#### WORK TO COMPLETE
In exact form, set down only those lines of the material that run from its first line to the line with "Target: leafy branch on ground", inclusive.

#### MATERIAL TO PROCESS
•••
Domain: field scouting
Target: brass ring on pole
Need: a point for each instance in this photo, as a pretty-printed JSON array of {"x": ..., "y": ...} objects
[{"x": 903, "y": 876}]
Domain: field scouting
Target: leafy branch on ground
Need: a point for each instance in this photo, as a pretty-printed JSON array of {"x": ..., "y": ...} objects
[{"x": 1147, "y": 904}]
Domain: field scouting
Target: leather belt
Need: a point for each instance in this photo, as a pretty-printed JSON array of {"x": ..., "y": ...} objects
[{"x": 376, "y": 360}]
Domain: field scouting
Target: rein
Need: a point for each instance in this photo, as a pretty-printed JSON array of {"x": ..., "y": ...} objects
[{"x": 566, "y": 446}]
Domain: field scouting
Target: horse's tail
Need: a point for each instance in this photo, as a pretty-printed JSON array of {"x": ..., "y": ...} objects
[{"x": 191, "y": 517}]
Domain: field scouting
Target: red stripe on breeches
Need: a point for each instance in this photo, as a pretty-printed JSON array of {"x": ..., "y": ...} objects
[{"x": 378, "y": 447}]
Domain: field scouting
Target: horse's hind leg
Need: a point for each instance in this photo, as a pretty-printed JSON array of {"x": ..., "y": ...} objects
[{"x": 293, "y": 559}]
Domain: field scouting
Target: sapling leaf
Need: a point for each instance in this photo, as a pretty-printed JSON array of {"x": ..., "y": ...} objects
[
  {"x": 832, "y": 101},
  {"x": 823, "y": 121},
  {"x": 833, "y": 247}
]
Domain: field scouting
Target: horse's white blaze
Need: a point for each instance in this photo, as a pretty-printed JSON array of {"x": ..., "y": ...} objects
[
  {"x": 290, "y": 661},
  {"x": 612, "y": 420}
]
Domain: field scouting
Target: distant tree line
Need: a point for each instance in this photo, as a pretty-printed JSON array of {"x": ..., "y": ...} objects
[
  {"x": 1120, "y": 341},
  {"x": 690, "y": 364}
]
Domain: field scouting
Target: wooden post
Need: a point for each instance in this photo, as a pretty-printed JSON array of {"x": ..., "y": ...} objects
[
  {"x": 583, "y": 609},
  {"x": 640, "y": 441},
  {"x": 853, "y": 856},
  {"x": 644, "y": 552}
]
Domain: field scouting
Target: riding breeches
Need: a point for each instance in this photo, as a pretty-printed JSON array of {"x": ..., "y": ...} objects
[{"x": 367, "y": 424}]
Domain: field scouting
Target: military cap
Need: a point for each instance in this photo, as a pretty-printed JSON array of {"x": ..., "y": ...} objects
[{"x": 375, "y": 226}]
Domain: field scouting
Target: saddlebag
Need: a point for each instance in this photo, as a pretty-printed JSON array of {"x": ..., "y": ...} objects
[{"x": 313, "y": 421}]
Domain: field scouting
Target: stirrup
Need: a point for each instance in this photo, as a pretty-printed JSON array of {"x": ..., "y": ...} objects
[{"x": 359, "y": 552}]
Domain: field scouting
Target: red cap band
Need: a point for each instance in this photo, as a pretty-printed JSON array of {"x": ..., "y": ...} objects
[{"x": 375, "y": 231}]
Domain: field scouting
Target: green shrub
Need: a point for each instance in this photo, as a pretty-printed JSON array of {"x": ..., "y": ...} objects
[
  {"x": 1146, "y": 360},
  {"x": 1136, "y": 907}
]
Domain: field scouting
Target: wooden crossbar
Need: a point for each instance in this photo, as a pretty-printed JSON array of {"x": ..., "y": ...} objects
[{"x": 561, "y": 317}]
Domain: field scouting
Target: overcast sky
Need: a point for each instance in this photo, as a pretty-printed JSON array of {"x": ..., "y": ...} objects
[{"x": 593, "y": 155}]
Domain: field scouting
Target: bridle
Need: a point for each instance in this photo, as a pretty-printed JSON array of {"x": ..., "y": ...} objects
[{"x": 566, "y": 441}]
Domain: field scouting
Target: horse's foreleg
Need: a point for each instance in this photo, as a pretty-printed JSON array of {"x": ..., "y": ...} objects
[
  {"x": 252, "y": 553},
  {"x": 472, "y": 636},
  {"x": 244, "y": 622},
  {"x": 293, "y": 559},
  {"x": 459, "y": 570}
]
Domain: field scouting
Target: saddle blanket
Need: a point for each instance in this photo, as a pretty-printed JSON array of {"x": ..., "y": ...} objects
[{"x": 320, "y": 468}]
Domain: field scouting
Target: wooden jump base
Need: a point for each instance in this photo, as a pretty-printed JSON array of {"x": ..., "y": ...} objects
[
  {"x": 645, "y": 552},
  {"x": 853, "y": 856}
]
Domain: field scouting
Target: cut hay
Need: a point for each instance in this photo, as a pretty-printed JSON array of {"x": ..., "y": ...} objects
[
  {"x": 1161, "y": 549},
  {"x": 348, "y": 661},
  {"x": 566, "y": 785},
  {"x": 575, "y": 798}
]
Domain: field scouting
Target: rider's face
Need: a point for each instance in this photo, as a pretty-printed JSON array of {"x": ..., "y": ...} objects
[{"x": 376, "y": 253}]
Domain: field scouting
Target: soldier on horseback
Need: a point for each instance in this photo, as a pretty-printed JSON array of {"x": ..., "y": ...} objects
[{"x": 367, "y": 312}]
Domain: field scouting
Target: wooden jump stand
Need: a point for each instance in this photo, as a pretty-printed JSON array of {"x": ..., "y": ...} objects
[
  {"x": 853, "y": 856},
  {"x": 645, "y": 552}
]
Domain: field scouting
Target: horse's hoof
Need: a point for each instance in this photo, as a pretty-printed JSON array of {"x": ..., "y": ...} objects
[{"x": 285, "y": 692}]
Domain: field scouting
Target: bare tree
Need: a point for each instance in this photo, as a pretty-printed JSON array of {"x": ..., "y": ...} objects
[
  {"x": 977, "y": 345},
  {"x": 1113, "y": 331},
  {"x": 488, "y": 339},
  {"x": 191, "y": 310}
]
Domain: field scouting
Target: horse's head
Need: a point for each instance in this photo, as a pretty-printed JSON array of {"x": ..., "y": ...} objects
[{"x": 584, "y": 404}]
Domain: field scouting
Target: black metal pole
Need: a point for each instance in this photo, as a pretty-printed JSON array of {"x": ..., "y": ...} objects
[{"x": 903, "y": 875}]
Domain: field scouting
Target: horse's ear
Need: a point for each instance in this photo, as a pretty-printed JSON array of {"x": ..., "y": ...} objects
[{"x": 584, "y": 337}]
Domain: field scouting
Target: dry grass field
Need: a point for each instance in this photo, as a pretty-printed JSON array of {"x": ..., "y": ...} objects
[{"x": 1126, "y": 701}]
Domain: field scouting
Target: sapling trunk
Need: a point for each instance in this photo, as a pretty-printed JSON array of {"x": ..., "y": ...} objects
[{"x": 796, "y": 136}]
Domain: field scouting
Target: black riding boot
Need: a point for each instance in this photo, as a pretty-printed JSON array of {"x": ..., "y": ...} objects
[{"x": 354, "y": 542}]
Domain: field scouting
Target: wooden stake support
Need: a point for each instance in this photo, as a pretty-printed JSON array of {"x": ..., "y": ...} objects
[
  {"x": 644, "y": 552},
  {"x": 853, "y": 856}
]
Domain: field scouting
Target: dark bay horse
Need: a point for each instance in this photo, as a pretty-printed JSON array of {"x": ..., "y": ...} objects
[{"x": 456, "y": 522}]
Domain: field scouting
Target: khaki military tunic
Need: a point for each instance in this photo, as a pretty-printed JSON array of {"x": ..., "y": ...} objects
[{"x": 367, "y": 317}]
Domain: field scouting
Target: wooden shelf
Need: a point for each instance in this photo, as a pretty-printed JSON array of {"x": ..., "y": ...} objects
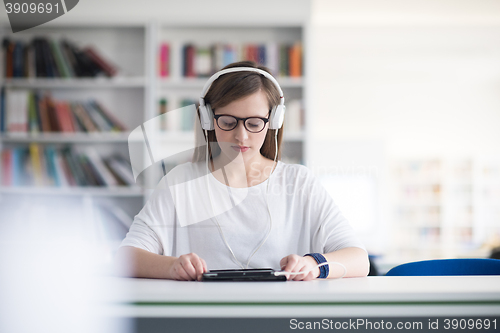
[
  {"x": 119, "y": 191},
  {"x": 64, "y": 137},
  {"x": 58, "y": 83}
]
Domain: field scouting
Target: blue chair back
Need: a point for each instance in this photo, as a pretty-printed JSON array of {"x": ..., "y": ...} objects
[{"x": 447, "y": 267}]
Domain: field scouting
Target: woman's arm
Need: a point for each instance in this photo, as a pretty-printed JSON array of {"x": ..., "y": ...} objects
[
  {"x": 135, "y": 262},
  {"x": 354, "y": 259}
]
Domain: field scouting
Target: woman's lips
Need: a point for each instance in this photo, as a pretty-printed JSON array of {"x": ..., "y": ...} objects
[{"x": 240, "y": 148}]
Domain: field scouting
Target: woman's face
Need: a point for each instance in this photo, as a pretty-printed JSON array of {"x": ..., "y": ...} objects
[{"x": 239, "y": 142}]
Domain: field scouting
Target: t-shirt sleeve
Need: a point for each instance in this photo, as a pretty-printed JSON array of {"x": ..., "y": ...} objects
[
  {"x": 332, "y": 230},
  {"x": 152, "y": 227}
]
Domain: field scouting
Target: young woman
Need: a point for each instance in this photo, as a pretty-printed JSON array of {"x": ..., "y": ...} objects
[{"x": 236, "y": 205}]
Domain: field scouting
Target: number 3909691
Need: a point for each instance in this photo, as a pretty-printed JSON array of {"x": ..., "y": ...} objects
[{"x": 31, "y": 8}]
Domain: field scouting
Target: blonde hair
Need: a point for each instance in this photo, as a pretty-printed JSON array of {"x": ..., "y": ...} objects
[{"x": 229, "y": 88}]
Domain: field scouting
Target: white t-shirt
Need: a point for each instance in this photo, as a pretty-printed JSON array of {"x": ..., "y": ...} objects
[{"x": 179, "y": 218}]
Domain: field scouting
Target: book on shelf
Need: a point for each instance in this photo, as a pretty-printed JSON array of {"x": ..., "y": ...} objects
[
  {"x": 48, "y": 166},
  {"x": 47, "y": 58},
  {"x": 294, "y": 116},
  {"x": 283, "y": 59},
  {"x": 26, "y": 111},
  {"x": 164, "y": 60}
]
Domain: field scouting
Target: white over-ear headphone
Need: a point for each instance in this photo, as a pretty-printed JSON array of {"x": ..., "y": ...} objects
[{"x": 207, "y": 116}]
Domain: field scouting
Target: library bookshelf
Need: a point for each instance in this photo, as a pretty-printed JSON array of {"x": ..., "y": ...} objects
[
  {"x": 445, "y": 207},
  {"x": 134, "y": 96}
]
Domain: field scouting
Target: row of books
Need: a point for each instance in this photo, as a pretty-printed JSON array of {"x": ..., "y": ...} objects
[
  {"x": 47, "y": 166},
  {"x": 33, "y": 112},
  {"x": 283, "y": 59},
  {"x": 184, "y": 121},
  {"x": 176, "y": 119},
  {"x": 48, "y": 58}
]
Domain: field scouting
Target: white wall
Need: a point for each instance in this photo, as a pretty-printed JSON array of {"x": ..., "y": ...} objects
[
  {"x": 188, "y": 11},
  {"x": 422, "y": 76},
  {"x": 392, "y": 79}
]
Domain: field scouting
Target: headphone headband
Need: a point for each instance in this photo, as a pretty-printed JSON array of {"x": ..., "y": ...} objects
[{"x": 214, "y": 77}]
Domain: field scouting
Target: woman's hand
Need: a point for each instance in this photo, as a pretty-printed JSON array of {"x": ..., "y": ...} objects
[
  {"x": 296, "y": 263},
  {"x": 188, "y": 267}
]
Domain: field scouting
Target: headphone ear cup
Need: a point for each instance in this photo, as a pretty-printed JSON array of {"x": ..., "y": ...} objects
[
  {"x": 206, "y": 117},
  {"x": 277, "y": 116}
]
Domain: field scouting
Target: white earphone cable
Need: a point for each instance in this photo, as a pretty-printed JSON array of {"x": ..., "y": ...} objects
[
  {"x": 213, "y": 211},
  {"x": 267, "y": 203},
  {"x": 267, "y": 196}
]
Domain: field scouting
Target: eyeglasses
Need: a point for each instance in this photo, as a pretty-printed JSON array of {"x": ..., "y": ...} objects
[{"x": 252, "y": 124}]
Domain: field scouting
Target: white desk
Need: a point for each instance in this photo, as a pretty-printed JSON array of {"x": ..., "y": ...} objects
[{"x": 354, "y": 297}]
•••
#### RESPONSE TO THIS TASK
Domain: field scouting
Target: brass ring on pole
Need: a point for each instance in this photo, as a pretty-printed JSON array of {"x": ..., "y": ...} objects
[{"x": 903, "y": 876}]
Domain: field scouting
Target: leafy branch on ground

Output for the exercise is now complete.